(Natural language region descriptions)
★ ★ ★ ★
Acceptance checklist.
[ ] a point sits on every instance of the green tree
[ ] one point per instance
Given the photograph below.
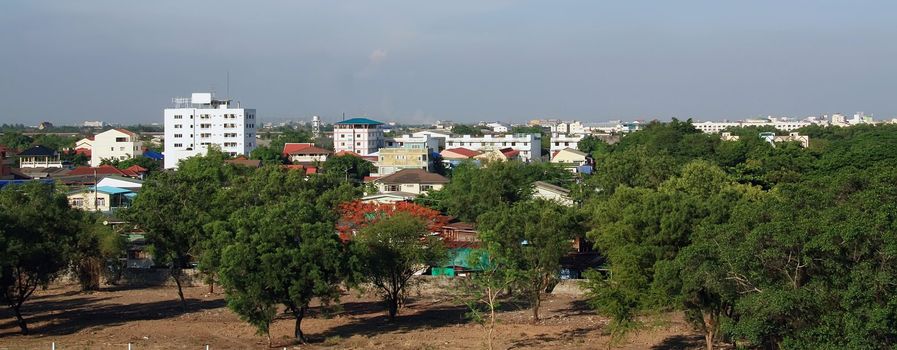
(391, 250)
(531, 236)
(281, 253)
(37, 229)
(96, 247)
(349, 167)
(174, 208)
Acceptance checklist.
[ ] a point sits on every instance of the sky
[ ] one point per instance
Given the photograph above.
(421, 61)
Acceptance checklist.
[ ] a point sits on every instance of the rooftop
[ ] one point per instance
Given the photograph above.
(362, 121)
(413, 176)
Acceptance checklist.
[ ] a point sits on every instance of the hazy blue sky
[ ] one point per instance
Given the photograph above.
(123, 61)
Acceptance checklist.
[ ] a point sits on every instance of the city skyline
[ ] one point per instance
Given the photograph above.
(467, 61)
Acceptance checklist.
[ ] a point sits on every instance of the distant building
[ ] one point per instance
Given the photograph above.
(529, 145)
(305, 153)
(194, 124)
(409, 156)
(413, 181)
(358, 135)
(94, 124)
(113, 144)
(39, 157)
(563, 141)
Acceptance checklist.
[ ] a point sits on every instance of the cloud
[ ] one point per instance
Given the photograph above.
(377, 57)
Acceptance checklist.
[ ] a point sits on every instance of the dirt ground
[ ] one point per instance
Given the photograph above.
(152, 318)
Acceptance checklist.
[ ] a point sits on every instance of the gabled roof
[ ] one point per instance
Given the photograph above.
(308, 169)
(364, 121)
(128, 132)
(154, 155)
(303, 148)
(463, 151)
(552, 188)
(241, 160)
(39, 150)
(413, 176)
(100, 170)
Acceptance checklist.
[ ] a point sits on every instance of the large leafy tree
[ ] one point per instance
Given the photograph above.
(96, 247)
(391, 250)
(37, 229)
(174, 208)
(531, 236)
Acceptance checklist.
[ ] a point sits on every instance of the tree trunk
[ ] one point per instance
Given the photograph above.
(176, 275)
(297, 331)
(16, 309)
(710, 326)
(393, 305)
(537, 301)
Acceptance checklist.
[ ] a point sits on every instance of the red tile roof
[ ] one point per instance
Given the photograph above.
(308, 169)
(510, 153)
(84, 151)
(290, 148)
(463, 151)
(130, 133)
(103, 170)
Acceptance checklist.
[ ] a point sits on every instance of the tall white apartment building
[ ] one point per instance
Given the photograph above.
(529, 145)
(194, 124)
(359, 135)
(114, 144)
(562, 141)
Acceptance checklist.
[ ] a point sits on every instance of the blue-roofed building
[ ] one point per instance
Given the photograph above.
(101, 198)
(358, 135)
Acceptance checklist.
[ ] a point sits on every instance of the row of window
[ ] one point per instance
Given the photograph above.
(208, 116)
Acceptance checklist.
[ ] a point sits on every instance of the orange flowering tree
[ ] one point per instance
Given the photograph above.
(356, 215)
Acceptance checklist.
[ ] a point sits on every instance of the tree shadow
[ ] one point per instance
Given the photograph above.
(680, 342)
(415, 317)
(62, 317)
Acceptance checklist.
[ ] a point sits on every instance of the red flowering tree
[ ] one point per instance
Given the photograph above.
(356, 215)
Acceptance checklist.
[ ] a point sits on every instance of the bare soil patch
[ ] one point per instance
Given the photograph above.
(152, 318)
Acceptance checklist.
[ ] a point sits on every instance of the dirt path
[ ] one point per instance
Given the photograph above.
(152, 318)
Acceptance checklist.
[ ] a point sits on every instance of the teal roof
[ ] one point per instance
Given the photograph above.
(365, 121)
(112, 190)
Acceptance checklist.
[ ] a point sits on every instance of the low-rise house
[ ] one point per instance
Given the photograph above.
(39, 157)
(243, 161)
(500, 155)
(114, 144)
(119, 181)
(547, 191)
(101, 198)
(414, 181)
(305, 153)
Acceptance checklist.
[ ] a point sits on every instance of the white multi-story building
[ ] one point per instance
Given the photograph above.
(358, 135)
(778, 123)
(114, 144)
(194, 124)
(529, 145)
(498, 127)
(433, 143)
(563, 141)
★ ★ ★ ★
* TASK DETAILS
Please print the entries shown above again, exactly, and skip the pictures.

* ANSWER FOR THE TASK
Acceptance checklist.
[ ] a point sits on every instance of the green tree
[ ] one point per instance
Given the photograph below.
(391, 250)
(531, 236)
(281, 253)
(37, 229)
(96, 247)
(349, 167)
(174, 208)
Acceptance checklist.
[ ] a point sits on every instance of the sky
[ ] one point per instance
Given the photograph above.
(421, 61)
Acceptance checklist.
[ ] a point sits on every instance of the rooftop
[ ] one point per instance
Given the photograph above.
(362, 121)
(413, 176)
Acceptance checklist.
[ ] a point sits on every instance of the hazy blue sky
[ ] one point per instance
Given the photograph above.
(123, 61)
Acceptance checklist.
[ ] a point sits on every instance of the city skyline
[ ] one point per instance
Given the photograph above.
(467, 61)
Acceptance checklist.
[ ] a point sits on every instance of the distant building
[ ] one point per instance
Given the photograph above.
(529, 145)
(305, 153)
(194, 124)
(409, 156)
(413, 181)
(358, 135)
(94, 124)
(113, 144)
(39, 157)
(563, 141)
Acceptance checklist.
[ ] a point sits on every instance of the cloud
[ ] one point per instance
Given the photograph above.
(377, 57)
Acceptance checklist.
[ ] a point sits on every instance of the dirt ground
[ ] one point per instance
Given the photograph above.
(152, 318)
Acceptance checklist.
[ ] a point sits on every instance of the gabled roof
[ ] one point per instance
Given the photograph above.
(308, 169)
(364, 121)
(128, 132)
(154, 155)
(303, 148)
(463, 151)
(552, 188)
(241, 160)
(39, 150)
(413, 176)
(100, 170)
Acceptance checklist.
[ ] a point sits on every instance of the large leafy tree
[ ] one point per instance
Given the photograph above.
(96, 247)
(391, 250)
(37, 229)
(174, 208)
(531, 236)
Acceptance checklist.
[ ] a point sits on every instance of the tree trunk
[ ] one point per instance
Given the photograph above.
(176, 275)
(297, 331)
(16, 309)
(710, 326)
(393, 305)
(537, 301)
Acceptance checklist.
[ ] a point sits on every instance of the red tile roof
[ ] one point per instance
Given the photograph above.
(308, 169)
(510, 153)
(84, 151)
(290, 148)
(463, 151)
(130, 133)
(103, 170)
Acceptance checklist.
[ ] a point sits on every instance of the tall white apartment building
[ ] one point per instance
Given the photograph above.
(529, 145)
(194, 124)
(359, 135)
(114, 144)
(562, 141)
Acceptance checklist.
[ ] a point sits on every instance of the blue-roofed building
[ ] one point per instance
Given the photograph above.
(101, 198)
(358, 135)
Acceptance checklist.
[ ] a point sits on every instance of the row of window
[ ] one point per instance
Given the photograph above.
(208, 116)
Acceptance checklist.
[ ] a point sits on every instance of the orange flowering tree
[ ] one point per instance
Given the photograph above.
(356, 215)
Acceptance checklist.
[ ] a point sits on every instance of the tree shadow
[ ] one point per instance
Given the photograph above.
(680, 342)
(415, 317)
(62, 317)
Acceptance checklist.
[ ] a point sits on every instance of the red flowering tree
[ ] one point per instance
Given the photograph above.
(356, 215)
Acceptance checklist.
[ ] a point sits on every instance of the bare soil patch
[ ] one point per instance
Given the photograph above.
(152, 318)
Acceptance checklist.
[ ] a point sits on every instance of the dirt path
[ ] one point per instance
Given the photograph above.
(152, 318)
Acceptance checklist.
[ ] a point sits on every instance of the teal roof
[ ] one point per instance
Given the photograph above.
(365, 121)
(112, 190)
Acceptance checklist.
[ ] a point sits on every instance of the low-rise house
[ ] one point per instance
Given the photograph above.
(39, 157)
(243, 161)
(500, 155)
(114, 144)
(119, 181)
(547, 191)
(101, 198)
(414, 181)
(305, 153)
Acceptance checklist.
[ ] a point sits on every instance of the white multi-story building
[ ] one point per instance
Given the photograph above.
(358, 135)
(778, 123)
(114, 144)
(194, 124)
(529, 145)
(498, 127)
(433, 143)
(563, 141)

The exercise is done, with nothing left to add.